### Your assignment
Please list every plant that the travel passage below says grows on the plateau hills.

### Passage provided
- - - -

We can see the upper town, ruins on a flat plateau, but we do not know
how to get there so we follow our noses. We pass by homes and churches that are
set every which way to oblige the rock. Up through cobbled paths with low
sloping steps on which donkeys must have carried supplies. Into castle ruins
and quickly out the other side. We are here! Our wanderings now take us through
still standing dome topped round buildings, cisterns, and the most beautiful 14th
century Church of Aghia Sophia. It sits high on a cliff edge. Its bricked red and white striped dome still tops
the structure, cross on the very top. The community below is restoring this
amazing place, more proof that many still care about the past, what it offered
and continues to offer.
The gentle plateau hills grow wild crocus, peppery ferns, and wild
jack-in-the-pulpit. There are rocky paths in the overgrowth, maybe sheep and
goats once kept it mowed but now it is wild with the remnants of civilization
poking through. It was energizing to walk through it all. The walled citadel
sits above all else. It was impossible to penetrate in its time. But there was
one thing that was not taken care of. The citizens inside these walls had no
way of getting food. They were starved out of their protected perch.

- - - -

### Dataset

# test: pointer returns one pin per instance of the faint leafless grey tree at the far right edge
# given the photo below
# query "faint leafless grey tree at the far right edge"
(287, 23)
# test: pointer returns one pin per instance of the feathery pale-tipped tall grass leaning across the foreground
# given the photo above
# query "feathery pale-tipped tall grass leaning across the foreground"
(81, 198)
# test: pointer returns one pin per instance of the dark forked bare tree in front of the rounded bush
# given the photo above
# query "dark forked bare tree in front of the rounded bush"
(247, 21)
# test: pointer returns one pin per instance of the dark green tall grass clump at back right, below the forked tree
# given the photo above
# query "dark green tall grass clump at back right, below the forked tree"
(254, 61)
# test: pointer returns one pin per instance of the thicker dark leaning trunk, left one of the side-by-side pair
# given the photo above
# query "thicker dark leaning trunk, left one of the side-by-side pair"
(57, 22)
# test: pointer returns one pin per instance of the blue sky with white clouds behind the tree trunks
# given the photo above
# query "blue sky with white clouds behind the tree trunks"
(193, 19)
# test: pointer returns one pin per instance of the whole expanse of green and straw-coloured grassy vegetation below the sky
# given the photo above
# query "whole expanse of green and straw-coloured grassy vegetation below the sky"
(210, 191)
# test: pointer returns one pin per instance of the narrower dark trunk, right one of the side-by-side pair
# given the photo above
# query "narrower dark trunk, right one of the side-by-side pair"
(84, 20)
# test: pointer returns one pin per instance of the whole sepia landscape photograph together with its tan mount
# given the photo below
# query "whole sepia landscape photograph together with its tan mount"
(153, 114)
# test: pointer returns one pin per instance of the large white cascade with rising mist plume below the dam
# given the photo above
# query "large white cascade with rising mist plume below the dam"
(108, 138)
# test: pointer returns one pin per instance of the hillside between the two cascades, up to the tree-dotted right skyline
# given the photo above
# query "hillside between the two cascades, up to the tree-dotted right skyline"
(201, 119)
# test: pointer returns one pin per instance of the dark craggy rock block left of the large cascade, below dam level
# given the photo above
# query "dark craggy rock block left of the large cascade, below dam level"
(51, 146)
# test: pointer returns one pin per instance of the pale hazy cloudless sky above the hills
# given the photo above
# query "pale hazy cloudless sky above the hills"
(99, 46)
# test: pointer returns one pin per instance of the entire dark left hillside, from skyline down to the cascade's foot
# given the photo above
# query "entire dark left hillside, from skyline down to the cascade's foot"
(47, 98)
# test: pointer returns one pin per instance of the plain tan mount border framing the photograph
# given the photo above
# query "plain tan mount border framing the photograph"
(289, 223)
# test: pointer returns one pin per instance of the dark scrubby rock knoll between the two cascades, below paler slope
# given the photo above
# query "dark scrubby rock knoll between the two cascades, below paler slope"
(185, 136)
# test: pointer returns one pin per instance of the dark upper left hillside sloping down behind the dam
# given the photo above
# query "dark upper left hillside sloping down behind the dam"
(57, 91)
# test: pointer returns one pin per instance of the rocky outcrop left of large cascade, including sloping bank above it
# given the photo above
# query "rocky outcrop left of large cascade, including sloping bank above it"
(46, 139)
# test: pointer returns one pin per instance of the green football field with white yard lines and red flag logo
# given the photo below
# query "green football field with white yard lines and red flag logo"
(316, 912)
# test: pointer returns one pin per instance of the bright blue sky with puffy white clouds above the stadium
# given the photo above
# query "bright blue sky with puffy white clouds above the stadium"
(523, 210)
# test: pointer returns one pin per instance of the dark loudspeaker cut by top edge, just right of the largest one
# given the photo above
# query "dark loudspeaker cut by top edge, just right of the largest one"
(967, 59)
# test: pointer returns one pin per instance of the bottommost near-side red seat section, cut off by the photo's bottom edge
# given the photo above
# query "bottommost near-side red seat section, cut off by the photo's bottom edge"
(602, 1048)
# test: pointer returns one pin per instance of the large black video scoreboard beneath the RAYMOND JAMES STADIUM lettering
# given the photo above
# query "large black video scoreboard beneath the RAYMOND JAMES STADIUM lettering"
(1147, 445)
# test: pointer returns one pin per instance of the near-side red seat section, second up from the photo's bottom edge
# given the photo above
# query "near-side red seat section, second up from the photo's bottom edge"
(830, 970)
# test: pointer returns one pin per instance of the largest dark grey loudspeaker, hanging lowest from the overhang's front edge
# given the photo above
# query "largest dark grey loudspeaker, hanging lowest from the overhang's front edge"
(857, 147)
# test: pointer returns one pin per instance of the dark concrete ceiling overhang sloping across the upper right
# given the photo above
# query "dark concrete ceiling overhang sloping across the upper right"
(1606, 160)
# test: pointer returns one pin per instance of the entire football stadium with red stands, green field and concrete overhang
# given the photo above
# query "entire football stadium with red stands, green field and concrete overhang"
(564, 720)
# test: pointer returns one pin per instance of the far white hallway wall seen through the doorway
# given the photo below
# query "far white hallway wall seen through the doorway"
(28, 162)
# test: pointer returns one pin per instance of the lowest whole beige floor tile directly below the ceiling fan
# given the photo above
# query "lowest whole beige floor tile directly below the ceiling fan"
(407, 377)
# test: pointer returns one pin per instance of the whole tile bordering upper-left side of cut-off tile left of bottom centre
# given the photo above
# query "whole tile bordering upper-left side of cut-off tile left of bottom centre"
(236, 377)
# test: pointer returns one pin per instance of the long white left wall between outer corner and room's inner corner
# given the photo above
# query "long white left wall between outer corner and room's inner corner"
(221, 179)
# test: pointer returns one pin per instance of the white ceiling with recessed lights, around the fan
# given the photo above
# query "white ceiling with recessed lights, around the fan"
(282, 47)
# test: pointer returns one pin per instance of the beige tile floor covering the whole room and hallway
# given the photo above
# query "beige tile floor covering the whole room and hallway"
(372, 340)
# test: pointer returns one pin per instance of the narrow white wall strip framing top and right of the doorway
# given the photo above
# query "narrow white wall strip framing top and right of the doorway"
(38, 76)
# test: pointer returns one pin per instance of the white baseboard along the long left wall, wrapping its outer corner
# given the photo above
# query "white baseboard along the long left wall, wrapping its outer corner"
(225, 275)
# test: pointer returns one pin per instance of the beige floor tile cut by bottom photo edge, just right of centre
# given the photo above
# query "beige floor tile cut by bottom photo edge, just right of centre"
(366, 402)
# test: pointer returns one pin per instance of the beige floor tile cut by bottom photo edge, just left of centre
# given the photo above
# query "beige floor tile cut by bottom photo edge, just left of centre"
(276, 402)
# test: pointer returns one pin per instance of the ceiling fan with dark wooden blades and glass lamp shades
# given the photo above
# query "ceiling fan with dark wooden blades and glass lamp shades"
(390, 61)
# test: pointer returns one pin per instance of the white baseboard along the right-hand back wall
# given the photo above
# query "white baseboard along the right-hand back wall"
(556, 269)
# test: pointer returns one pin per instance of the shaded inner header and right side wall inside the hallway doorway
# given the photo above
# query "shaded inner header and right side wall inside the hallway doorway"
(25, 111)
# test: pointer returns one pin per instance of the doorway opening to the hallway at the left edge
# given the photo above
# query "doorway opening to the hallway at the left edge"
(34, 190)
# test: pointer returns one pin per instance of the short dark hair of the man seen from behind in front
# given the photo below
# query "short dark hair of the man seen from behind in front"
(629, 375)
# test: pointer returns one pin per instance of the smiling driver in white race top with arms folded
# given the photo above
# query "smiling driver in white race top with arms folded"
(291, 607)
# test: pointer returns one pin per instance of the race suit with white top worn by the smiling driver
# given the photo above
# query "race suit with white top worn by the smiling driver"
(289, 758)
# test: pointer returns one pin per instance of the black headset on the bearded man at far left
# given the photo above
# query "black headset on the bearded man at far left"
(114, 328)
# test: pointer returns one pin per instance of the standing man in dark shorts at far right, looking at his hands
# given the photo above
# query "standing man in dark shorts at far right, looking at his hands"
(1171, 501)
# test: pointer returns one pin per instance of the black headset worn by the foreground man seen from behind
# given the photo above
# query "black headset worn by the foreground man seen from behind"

- - - -

### Problem solution
- Wild crocus
- Peppery ferns
- Wild jack-in-the-pulpit